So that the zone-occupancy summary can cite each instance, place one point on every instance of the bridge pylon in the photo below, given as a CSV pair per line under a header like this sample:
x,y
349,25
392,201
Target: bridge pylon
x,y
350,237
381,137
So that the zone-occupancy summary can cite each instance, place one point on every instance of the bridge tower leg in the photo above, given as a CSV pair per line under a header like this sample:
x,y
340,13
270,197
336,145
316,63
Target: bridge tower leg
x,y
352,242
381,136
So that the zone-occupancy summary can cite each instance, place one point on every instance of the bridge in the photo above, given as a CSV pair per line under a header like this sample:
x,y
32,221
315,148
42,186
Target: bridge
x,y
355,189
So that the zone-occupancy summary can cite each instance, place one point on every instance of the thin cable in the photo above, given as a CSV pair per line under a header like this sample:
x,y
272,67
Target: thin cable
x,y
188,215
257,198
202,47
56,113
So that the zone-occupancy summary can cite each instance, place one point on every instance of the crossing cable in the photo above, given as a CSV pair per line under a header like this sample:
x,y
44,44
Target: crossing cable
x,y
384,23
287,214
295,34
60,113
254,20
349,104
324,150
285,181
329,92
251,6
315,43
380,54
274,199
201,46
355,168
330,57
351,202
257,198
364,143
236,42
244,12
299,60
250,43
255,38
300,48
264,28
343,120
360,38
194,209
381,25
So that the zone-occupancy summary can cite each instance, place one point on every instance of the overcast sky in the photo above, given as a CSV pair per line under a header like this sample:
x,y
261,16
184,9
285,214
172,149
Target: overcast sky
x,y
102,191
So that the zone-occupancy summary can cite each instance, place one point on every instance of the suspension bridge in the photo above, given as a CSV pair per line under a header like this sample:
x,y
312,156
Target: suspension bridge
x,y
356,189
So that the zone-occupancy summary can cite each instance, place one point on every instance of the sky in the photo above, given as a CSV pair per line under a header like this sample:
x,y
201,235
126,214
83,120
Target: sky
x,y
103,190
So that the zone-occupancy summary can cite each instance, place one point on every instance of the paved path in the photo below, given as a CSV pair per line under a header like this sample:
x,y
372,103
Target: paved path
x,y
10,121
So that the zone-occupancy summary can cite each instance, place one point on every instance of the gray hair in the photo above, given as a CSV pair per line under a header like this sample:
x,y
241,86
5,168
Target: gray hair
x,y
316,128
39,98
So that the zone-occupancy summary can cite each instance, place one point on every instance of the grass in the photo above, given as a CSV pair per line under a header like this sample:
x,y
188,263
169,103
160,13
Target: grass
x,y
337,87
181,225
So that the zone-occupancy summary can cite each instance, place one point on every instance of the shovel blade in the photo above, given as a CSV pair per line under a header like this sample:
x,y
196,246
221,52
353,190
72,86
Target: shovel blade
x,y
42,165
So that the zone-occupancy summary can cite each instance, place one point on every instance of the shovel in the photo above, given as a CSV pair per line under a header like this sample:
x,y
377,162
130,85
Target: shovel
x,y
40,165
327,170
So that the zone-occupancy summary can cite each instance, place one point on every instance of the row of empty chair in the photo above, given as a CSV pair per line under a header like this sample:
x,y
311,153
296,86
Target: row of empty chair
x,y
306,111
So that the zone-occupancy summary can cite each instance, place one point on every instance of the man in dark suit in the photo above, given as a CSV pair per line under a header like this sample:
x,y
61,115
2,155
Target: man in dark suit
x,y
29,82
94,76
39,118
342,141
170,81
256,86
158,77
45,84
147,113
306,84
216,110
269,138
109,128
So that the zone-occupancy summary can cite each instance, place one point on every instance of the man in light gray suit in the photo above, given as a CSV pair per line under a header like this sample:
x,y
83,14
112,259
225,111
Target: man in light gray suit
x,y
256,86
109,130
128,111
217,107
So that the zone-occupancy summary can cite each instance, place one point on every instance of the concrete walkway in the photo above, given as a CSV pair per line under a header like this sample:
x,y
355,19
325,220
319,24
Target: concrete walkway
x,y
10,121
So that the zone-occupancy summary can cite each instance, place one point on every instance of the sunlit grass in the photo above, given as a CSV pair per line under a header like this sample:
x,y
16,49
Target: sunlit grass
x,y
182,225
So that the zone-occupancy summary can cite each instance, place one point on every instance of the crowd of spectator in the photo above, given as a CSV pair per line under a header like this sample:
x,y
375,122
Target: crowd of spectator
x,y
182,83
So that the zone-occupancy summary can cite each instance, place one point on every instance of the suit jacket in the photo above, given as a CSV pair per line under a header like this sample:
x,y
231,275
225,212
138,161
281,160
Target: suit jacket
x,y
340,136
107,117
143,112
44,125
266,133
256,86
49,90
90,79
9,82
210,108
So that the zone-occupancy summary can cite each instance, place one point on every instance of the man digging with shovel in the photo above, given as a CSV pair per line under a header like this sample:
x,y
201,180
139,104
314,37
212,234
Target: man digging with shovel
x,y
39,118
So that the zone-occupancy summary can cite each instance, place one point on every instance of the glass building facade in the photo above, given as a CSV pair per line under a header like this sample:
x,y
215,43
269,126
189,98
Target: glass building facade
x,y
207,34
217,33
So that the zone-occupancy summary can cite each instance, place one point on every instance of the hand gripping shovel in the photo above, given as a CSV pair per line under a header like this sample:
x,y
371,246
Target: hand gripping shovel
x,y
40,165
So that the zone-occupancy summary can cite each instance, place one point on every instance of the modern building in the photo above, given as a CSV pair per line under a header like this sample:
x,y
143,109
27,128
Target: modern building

> [To do] Return the data exactly. Include every record.

> [Response for this exercise]
So that the zone-occupancy summary can cite each instance, place one point on every instance of the bridge pylon in the photo below, given as a CSV pair per line under a header like this sample:
x,y
349,25
392,201
Target: bridge pylon
x,y
350,237
381,137
So that the zone-occupancy summary can cite each instance, place one point on every instance of the bridge tower leg in the photo above, given as a CSV pair per line under a header like this sample:
x,y
340,13
270,197
336,145
316,63
Target: bridge tower leg
x,y
352,242
381,136
So that the zone-occupancy summary can cite each instance, place one point on every instance of the bridge in the photo above, given as a CSV pair per line under a header like this sample:
x,y
32,221
315,148
42,186
Target: bridge
x,y
355,189
So that the zone-occupancy summary can cite each instance, place one point on every instance of the thin cable in the photo above, given as a CSV pair per line under a header like this sample:
x,y
272,67
Target: thin cable
x,y
188,215
257,198
202,47
56,113
So that the zone-occupancy summary can cite each instance, place one point on every instance of the crossing cable in the photo above, given as a CSV pair per line under a header like this sample:
x,y
44,44
Target: crossing cable
x,y
384,23
287,214
295,34
60,113
254,20
349,104
324,150
285,181
329,92
251,6
315,43
380,54
274,199
201,46
355,168
330,57
351,202
257,198
364,143
236,42
244,12
299,60
250,43
255,38
300,48
264,28
343,120
360,38
194,209
381,25
So that the zone-occupancy summary can cite each instance, place one point on every instance of the overcast sky in the photo above, given as a CSV pair per line under a header like this sample:
x,y
261,16
184,9
285,214
172,149
Target: overcast sky
x,y
102,191
So that the zone-occupancy summary can cite each instance, place one point on every instance of the suspension bridge in the photo above, given as a CSV pair per line under a header like this sample:
x,y
312,156
Target: suspension bridge
x,y
356,189
So that the zone-occupancy summary can cite each instance, place one point on every instance of the sky in the photo above, given as a CSV pair per line under a header like this sample:
x,y
201,235
126,214
83,120
Target: sky
x,y
103,190
So that the zone-occupancy summary can cite each instance, place one point on every instance of the paved path in the photo below, given as a CSV pair per line under a header like this sample:
x,y
372,103
Target: paved path
x,y
10,121
So that the zone-occupancy summary can cite each instance, place one point on every instance of the gray hair in the photo above, given as a CSV pair per line under a header like this sample:
x,y
241,86
5,168
Target: gray hair
x,y
316,128
39,98
So that the zone-occupancy summary can cite each instance, place one point on every instance of the grass in the photo above, given as a CSV pair per line under a header like this sample:
x,y
188,263
169,103
160,13
Target: grass
x,y
337,87
181,225
So that the zone-occupancy summary can cite each instance, place one point on every instance of the shovel blade in the photo above, given as a CSV pair per line under a header like this sample:
x,y
196,246
221,52
353,190
72,86
Target: shovel blade
x,y
42,165
So that the zone-occupancy summary can cite each instance, place one point on every instance of the shovel in the photo above, given as a CSV pair per line under a header like this sample:
x,y
377,162
130,85
Target: shovel
x,y
40,165
327,170
So that the zone-occupancy summary can cite each instance, place one point on every instance of the row of empty chair in the photo above, given as a CSV pair per line under a header like this sample:
x,y
311,153
296,86
Target: row of empty chair
x,y
306,111
So that the zone-occupancy summary can cite each instance, place one point on every instance of the man in dark suit in the photo above, given as a CSV pair per line under a header like this sample:
x,y
61,115
2,155
Target: man in dark suit
x,y
29,82
94,76
39,118
342,141
170,81
256,86
158,77
45,84
147,113
306,84
216,110
269,138
109,128
So that the zone-occupancy summary can cite each instance, place one point on every instance of the man in light gray suit in the photo above, given as a CSV pair per line under a header like this sample:
x,y
83,14
112,259
225,111
Target: man in light gray suit
x,y
256,86
109,130
128,111
217,107
So that the zone-occupancy summary can cite each instance, place one point on every instance of the concrete walkway in the photo above, given as a CSV pair per line under a header like this sample:
x,y
355,19
325,220
319,24
Target: concrete walkway
x,y
10,121
So that the zone-occupancy summary can cite each instance, place one point on every instance of the sunlit grass in the photo above, given as a CSV pair per line under a header like this sample:
x,y
16,49
Target: sunlit grass
x,y
182,225
So that the zone-occupancy summary can cite each instance, place one point on every instance of the crowd of spectator in the photo above, given as a CSV pair per line under a header like this sample:
x,y
375,122
Target: crowd of spectator
x,y
182,83
So that the zone-occupancy summary can cite each instance, place one point on every instance of the suit jacket in the photo above, given as a CSV pair per line under a header like this sample:
x,y
231,275
225,212
138,161
281,160
Target: suit jacket
x,y
340,136
107,117
143,112
44,125
266,133
256,86
49,90
90,79
9,82
210,108
So that the zone-occupancy summary can cite each instance, place one point on every instance of the man digging with shovel in the photo above, given as a CSV pair per line under a header like this sample:
x,y
201,180
139,104
314,37
212,234
Target: man digging with shovel
x,y
39,118
So that the zone-occupancy summary can cite each instance, place one point on every instance of the glass building facade in the photo above, given as a CSV pair per line under a header like this sample:
x,y
215,43
269,126
189,98
Target: glass building facade
x,y
207,34
217,33
So that the zone-occupancy summary can cite each instance, place one point on every instance of the hand gripping shovel in the photo above, given as a CSV pair per line under a header like this sample:
x,y
371,246
Target: hand gripping shovel
x,y
40,165
So that the zone-occupancy summary can cite each instance, place one point on every instance of the modern building in the photo above, given as a CSV pair per line under a header like this sample:
x,y
143,109
27,128
Target: modern building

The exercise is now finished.